### TASK TO CARRY OUT
Extend the interview with Barbara Rothen-Rutishauser about her work and 3D bioprinting, picking up after its final answer.

### PASSAGE FOR REVIEW

16.12.2020

Can you tell us about yourself, your role at your current company/institution and what you do there?
My name is Barbara Rothen-Rutishauser. I’m a professor of BioNanomaterials in the Adolphe Merkle Institute at the University of Fribourg, Switzerland. I co-chair the BioNanomaterials group with my colleague Prof. Alke Fink. She is a materials engineer by training, and I’m a cell biologist, so we are very complementary. This is reflected in the different projects we are currently undertaking which can be material focused or centered around biological tissue models. My work is mostly research-related. I supervise projects, write grants and papers, and work alongside our partners. In addition, I also do some administrative work and teach classes at university.

How did you get started with 3D bioprinting?
It was about eight years ago when Marc Thurner, the former founder and CEO of REGENHU, approached us for a collaboration through which we were able to obtain funds to acquire a 3D bioprinter and start our first research project aimed at designing an in vitro lung model based on a novel bioprinting approach.

What motivates you most about your work?
The freedom of being able to define the directions of our research, and build on our expertise and our networks. If I come up with an idea, I’m free to make it a reality and that, to me, is really what I love the most about my work. Another important driver for me is to find ways to reduce and eliminate animal testing. One approach is to improve tissue models that also allow testing of novel nanoparticles or drugs. Finding ways to help improve lives while reducing animal experimentation is very rewarding to me.

### DATASET CONTENT
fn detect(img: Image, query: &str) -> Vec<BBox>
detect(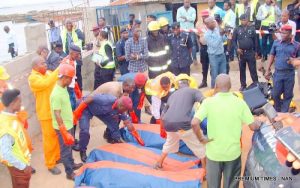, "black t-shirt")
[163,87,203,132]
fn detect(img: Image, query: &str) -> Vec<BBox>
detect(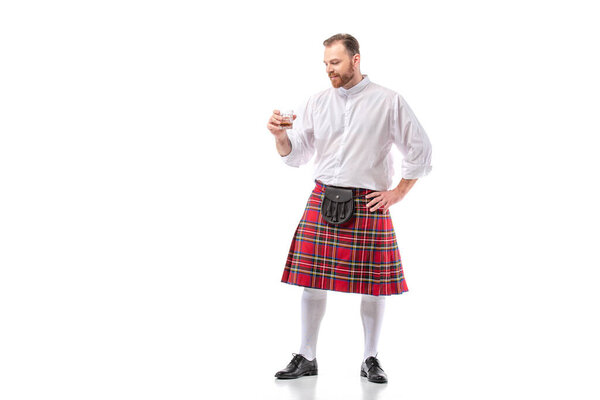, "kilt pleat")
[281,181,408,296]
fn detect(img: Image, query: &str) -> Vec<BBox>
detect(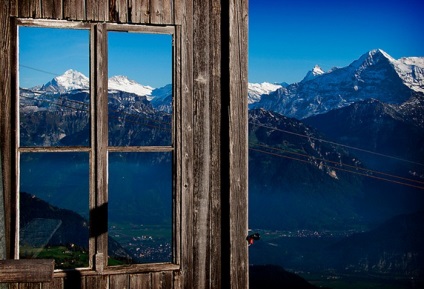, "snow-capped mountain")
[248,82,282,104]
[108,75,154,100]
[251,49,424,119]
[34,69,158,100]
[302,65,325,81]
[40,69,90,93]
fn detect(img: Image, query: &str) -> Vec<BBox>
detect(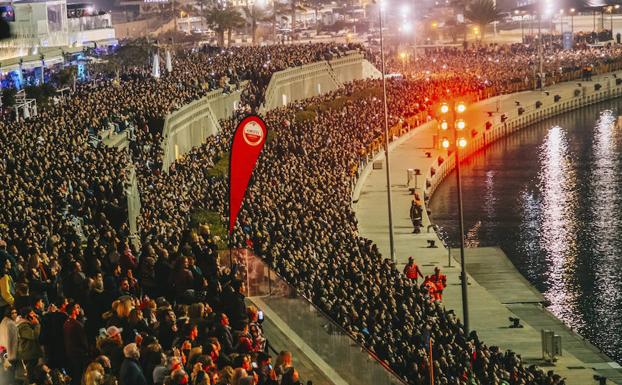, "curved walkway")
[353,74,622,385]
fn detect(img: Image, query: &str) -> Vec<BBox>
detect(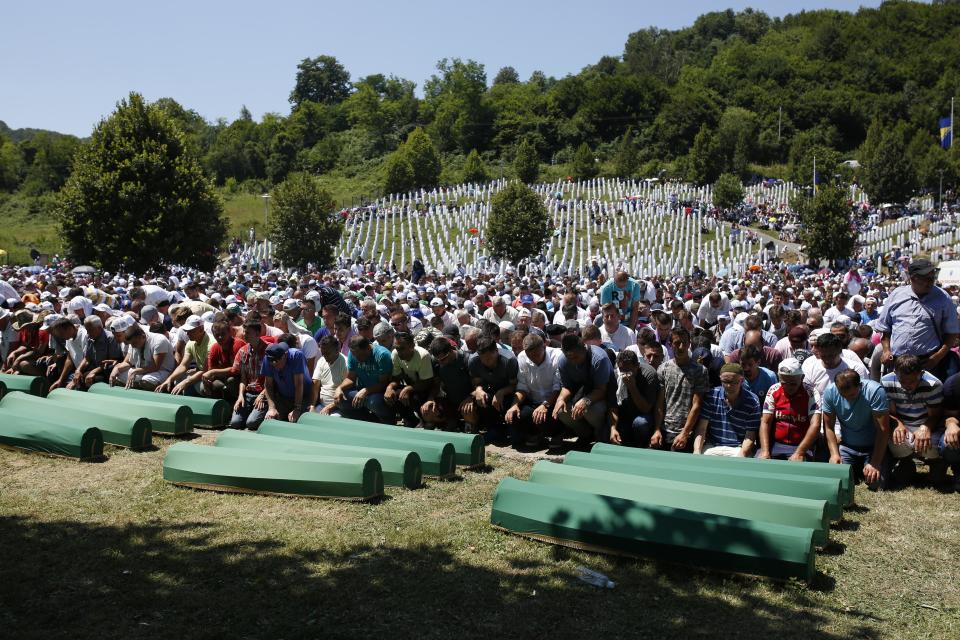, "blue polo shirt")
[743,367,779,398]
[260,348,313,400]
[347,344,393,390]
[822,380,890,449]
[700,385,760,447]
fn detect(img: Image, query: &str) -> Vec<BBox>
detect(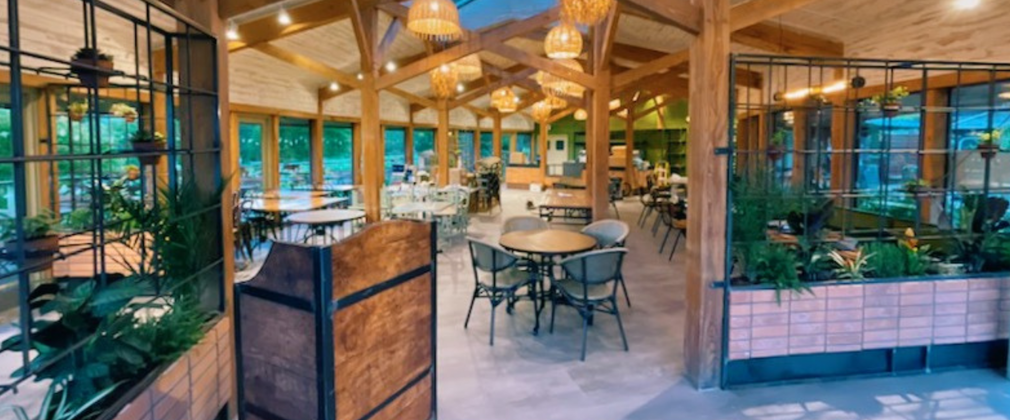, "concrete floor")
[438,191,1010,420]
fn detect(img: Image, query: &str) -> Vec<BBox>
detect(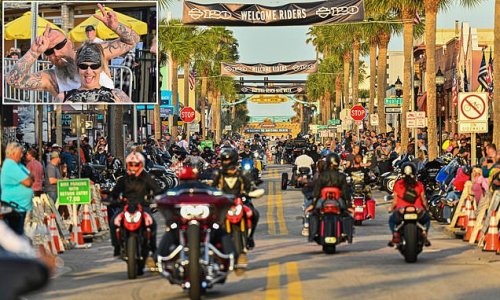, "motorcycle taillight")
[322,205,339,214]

--

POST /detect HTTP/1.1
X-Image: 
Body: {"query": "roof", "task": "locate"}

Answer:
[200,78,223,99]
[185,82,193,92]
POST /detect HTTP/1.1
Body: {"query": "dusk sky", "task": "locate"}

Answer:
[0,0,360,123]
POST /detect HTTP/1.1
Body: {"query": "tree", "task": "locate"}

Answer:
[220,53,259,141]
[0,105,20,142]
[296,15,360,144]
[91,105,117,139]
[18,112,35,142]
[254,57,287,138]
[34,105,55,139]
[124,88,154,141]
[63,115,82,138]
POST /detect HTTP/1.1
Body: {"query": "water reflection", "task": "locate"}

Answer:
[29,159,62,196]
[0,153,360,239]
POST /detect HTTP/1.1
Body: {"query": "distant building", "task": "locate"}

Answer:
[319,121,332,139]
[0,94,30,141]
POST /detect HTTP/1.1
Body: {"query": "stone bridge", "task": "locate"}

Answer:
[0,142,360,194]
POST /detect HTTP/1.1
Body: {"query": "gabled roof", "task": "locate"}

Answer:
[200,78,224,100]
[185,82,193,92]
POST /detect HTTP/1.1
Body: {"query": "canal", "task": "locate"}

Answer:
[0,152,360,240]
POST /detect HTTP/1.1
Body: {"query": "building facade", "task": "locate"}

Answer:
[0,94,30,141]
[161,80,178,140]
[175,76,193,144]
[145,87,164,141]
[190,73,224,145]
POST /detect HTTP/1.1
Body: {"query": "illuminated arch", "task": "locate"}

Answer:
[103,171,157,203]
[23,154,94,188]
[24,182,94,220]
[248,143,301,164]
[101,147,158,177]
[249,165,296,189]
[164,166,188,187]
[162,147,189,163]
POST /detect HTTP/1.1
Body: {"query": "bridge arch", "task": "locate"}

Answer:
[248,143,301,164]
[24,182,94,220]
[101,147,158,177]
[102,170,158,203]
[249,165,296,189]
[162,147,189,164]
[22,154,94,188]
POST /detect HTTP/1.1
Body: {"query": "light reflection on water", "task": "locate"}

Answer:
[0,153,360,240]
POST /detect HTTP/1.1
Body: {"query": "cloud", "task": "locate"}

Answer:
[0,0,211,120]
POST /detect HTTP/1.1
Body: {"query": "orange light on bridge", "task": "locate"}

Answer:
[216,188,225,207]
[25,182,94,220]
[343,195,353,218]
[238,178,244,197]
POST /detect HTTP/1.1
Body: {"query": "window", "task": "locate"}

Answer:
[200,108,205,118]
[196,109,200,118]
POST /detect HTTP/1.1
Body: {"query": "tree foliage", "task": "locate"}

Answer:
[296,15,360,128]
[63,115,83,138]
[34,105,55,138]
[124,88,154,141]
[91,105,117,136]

---

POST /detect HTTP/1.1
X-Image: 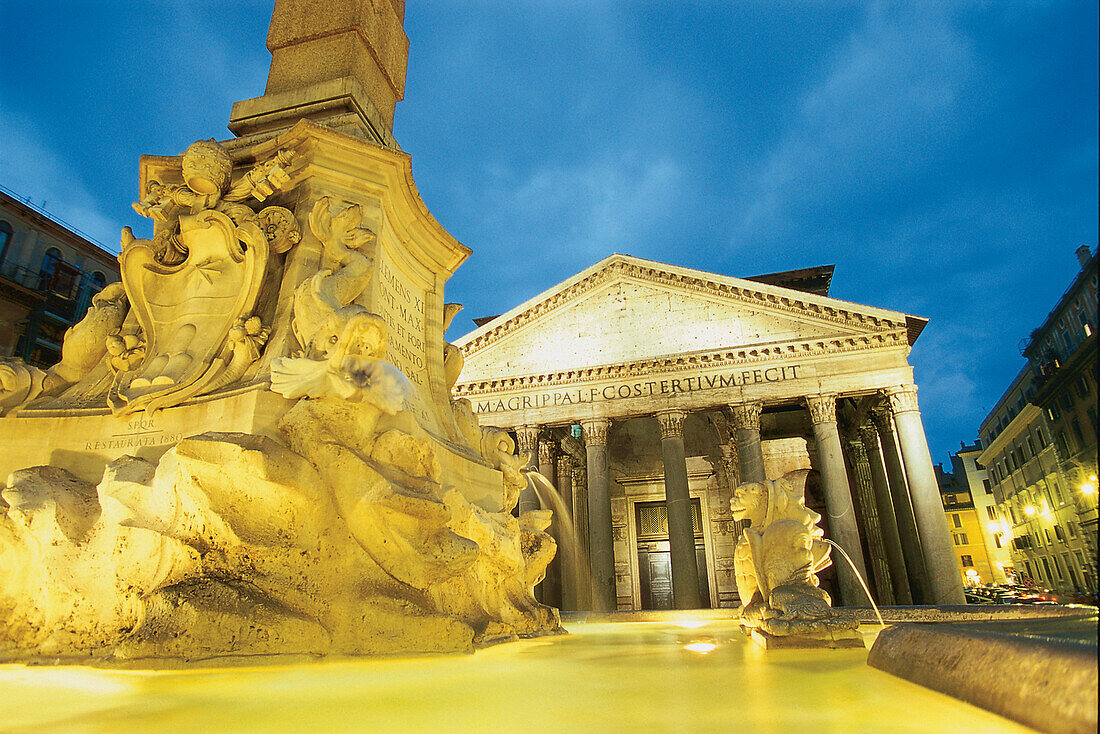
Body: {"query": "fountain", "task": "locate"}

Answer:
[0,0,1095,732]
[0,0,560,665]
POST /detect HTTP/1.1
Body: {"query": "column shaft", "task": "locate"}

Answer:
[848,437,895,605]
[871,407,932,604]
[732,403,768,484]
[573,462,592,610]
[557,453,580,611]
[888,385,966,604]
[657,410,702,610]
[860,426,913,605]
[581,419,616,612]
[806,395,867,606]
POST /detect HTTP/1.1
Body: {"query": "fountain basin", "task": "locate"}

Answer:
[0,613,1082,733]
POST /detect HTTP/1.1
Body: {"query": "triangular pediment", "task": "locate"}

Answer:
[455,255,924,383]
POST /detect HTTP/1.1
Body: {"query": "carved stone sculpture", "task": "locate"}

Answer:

### ANSWER
What projects are you currently working on?
We have quite a broad spectrum of interesting projects. We currently have a number where we investigate nanoparticle design in order to find out how these particles can direct cell behavior. We also have some applied projects where we use advanced tissue models. An important part of my research revolves around lung models – improving their reliability and robustness – and testing nanoparticles that can be released in an occupational scenario. We recently implemented other tissue models such as skin and intestine tissue. It’s mainly about hazard assessment and testing novel drugs.

How are 3D bioprinting/bioprinting technologies involved in your work?
We are currently part of a SINERGIA consortium, a project funded by the Swiss National Science Foundation. It’s a collaboration between the University of Applied Swiss Sciences, the University of Basel, and the University Hospital of Basel. For this project, we have been tasked with creating a model of the human omentum, a tissue sheet in the stomach that seems to play an important role in the development of ovarian cancer. One of my PhD students is using a 3D bioprinter to design a 3D model of the omentum including endothelial cells, mesothelial cells, fat cells, microphage spheroids, etc. We want to have a model where we can test personalized cells with different chemotherapy drugs.

What are some of the challenges that you see in the field of bioprinting and day-to-day in your lab?
Bioprinters currently rely on a lot of expertise in order to function both from a technical and biological perspective. I think whoever uses the bioprinters needs to have some technical experience, or have a biological background and be motivated to learn. Using the machines for cell cultures can also be quite difficult, but this can be easily fixed by organizing trainings and workshops.

Would you say there is gender inequality in the sector? What would companies like us need to do to bridge the gap?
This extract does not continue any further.